本篇文章主要介紹 urllib 庫相關函數的使用。

urllib 能夠模擬瀏覽器進行網絡請求，也能夠對服務器返回的數據進行保存。urllib 主要包括幾個模塊：

模塊	描述
urllib.request	打開和讀取 URL
urllib.error	包含 urllib.request 引發的異常
urllib.parse	解析 URL
urllib.robotparser	解析 robots.txt 文件

Urllib

常用函數

在 urllib 庫中，主要用到的函數有：

urlopen

def urlopen(url, data=None, timeout=socket._GLOBAL_DEFAULT_TIMEOUT,
            *, cafile=None, capath=None, cadefault=False, context=None):

該函數能夠發起 URL 請求，主要的參數爲：

url：表示請求的 URL
data：表示請求的 URL 的 data，如果設置了該參數，該 URL 請求就變成了 POST 請求

如果發送的是 http/https URL，那麼對於函數的返回值，官方給出的說法爲：

This function always returns an object which can work as a context
manager and has methods such as

* geturl() - return the URL of the resource retrieved, commonly used to
  determine if a redirect was followed

* info() - return the meta-information of the page, such as headers, in the
  form of an email.message_from_string() instance (see Quick Reference to
  HTTP Headers)

* getcode() - return the HTTP status code of the response.  Raises URLError
  on errors.

For HTTP and HTTPS URLs, this function returns a http.client.HTTPResponse
object slightly modified. In addition to the three new methods above, the
msg attribute contains the same information as the reason attribute ---
the reason phrase returned by the server --- instead of the response
headers as it is specified in the documentation for HTTPResponse.

也就是說，此時函數的返回值爲 http.client.HTTPResponse 對象，HTTPResponse 類是 python 自帶的 http 庫中 http 類的一個子類，在該子類下，能夠使用該子類對應的方法，如 read(),readline(),readlines() 和 getcode() 方法等

from urllib import request

response = request.urlopen('https://www.baidu.com/')
print(type(response))
print(response.read())

結果爲：

<class 'http.client.HTTPResponse'>
b'<html>\r\n<head>\r\n\t<script>\r\n\t\tlocation.replace(location.href.replace("https://","http://"));\r\n\t</script>\r\n</head>\r\n<body>\r\n\t<noscript><meta http-equiv="refresh" content="0;url=http://www.baidu.com/"></noscript>\r\n</body>\r\n</html>'

response.read() 打印的結果前的 b 表示 bytes，是一種數據類型。

request.Request

該類的“構造函數”爲：

def __init__(self, url, data=None, headers={}, origin_req_host=None, unverifiable=False, method=None):

其中的 headers 可以用來設置 request headers，對爬蟲進行僞裝。

from urllib import request

url = 'http://www.baidu.com/s?wd=python'
headers = {'User-Agent':'Mozilla/5.0 (Windows NT 10.0; Win64; x64) AppleWebKit/537.36 (KHTML, like Gecko) Chrome/75.0.3770.142 Safari/537.36'}
req = request.Request(url,headers=headers)
response = request.urlopen(req)
print(response.read())
◆ ◆ ◆
- [要求]
把介紹 urllib 庫的文章中從「For HTTP and」到「print(type(response))」這一段一字不改地重新打出來。
◆ ◆ ◆
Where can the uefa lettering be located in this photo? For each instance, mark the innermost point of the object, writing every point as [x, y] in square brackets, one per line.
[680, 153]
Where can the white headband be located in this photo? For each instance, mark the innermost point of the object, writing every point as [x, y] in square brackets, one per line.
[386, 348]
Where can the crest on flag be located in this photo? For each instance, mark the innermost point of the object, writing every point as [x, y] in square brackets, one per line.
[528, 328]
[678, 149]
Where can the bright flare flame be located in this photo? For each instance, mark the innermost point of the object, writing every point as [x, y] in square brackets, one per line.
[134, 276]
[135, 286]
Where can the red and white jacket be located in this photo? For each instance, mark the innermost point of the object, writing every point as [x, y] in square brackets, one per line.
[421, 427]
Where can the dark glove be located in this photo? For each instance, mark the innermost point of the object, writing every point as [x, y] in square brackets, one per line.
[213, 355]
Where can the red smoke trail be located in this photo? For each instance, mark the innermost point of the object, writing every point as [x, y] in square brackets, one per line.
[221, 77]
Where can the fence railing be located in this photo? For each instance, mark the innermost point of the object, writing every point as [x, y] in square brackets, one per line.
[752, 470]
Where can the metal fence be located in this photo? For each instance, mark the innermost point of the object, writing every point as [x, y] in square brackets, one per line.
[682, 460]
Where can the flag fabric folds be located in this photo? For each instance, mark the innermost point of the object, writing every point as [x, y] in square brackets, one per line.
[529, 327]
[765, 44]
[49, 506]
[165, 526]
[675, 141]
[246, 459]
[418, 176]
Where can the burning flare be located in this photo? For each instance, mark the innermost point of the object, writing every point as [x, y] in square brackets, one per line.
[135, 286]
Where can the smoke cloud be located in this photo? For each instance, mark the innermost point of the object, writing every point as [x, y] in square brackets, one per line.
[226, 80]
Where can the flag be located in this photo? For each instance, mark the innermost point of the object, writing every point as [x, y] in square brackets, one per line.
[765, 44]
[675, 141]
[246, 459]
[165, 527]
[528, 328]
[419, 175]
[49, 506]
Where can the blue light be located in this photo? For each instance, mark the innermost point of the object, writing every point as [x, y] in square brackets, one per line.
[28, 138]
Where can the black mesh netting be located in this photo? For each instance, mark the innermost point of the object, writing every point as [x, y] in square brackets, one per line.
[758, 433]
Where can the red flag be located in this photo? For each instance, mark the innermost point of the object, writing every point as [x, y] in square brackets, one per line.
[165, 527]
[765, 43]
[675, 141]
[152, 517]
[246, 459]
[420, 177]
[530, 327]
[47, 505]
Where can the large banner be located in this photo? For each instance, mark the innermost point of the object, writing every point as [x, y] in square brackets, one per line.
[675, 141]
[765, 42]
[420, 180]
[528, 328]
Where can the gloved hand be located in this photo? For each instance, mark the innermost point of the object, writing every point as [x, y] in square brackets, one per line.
◆ ◆ ◆
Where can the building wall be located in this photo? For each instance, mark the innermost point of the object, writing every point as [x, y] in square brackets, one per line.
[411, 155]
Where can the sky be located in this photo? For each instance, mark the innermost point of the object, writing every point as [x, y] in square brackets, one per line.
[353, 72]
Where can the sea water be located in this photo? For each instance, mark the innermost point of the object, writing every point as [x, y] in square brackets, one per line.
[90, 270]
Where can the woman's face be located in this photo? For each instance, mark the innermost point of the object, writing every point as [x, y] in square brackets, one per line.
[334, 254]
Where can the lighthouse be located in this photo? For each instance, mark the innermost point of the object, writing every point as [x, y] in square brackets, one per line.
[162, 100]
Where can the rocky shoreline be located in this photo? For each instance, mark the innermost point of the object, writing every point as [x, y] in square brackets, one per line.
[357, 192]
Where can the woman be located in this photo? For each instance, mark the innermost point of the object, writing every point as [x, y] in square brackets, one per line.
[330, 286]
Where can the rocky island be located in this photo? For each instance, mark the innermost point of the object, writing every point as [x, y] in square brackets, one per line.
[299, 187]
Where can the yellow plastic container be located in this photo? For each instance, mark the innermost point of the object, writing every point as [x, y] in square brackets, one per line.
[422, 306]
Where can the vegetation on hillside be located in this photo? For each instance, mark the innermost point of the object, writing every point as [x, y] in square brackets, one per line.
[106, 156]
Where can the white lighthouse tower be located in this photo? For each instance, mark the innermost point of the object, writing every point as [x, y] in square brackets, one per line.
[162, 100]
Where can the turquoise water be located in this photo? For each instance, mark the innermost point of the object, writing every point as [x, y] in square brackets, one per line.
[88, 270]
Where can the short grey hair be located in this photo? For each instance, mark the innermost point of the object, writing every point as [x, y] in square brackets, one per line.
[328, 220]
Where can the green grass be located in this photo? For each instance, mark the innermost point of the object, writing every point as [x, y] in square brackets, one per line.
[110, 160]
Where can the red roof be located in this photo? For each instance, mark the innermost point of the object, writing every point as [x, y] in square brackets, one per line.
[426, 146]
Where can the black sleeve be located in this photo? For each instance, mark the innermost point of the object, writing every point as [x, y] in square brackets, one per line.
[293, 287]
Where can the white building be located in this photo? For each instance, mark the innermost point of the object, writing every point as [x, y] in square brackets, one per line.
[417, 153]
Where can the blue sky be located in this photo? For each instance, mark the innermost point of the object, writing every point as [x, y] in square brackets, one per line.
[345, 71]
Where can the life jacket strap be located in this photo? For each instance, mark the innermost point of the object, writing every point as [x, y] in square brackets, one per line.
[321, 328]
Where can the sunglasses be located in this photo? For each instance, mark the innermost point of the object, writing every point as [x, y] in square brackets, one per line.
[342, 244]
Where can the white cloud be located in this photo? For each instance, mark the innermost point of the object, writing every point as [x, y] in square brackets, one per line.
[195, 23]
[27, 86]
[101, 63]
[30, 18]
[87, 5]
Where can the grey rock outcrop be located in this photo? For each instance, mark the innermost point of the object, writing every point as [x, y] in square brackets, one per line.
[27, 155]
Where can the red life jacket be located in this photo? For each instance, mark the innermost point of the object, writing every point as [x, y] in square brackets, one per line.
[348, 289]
◆ ◆ ◆
- [回應]
For HTTP and HTTPS URLs, this function returns a http.client.HTTPResponse
object slightly modified. In addition to the three new methods above, the
msg attribute contains the same information as the reason attribute ---
the reason phrase returned by the server --- instead of the response
headers as it is specified in the documentation for HTTPResponse.

也就是說，此時函數的返回值爲 http.client.HTTPResponse 對象，HTTPResponse 類是 python 自帶的 http 庫中 http 類的一個子類，在該子類下，能夠使用該子類對應的方法，如 read(),readline(),readlines() 和 getcode() 方法等

from urllib import request

response = request.urlopen('https://www.baidu.com/')
print(type(response))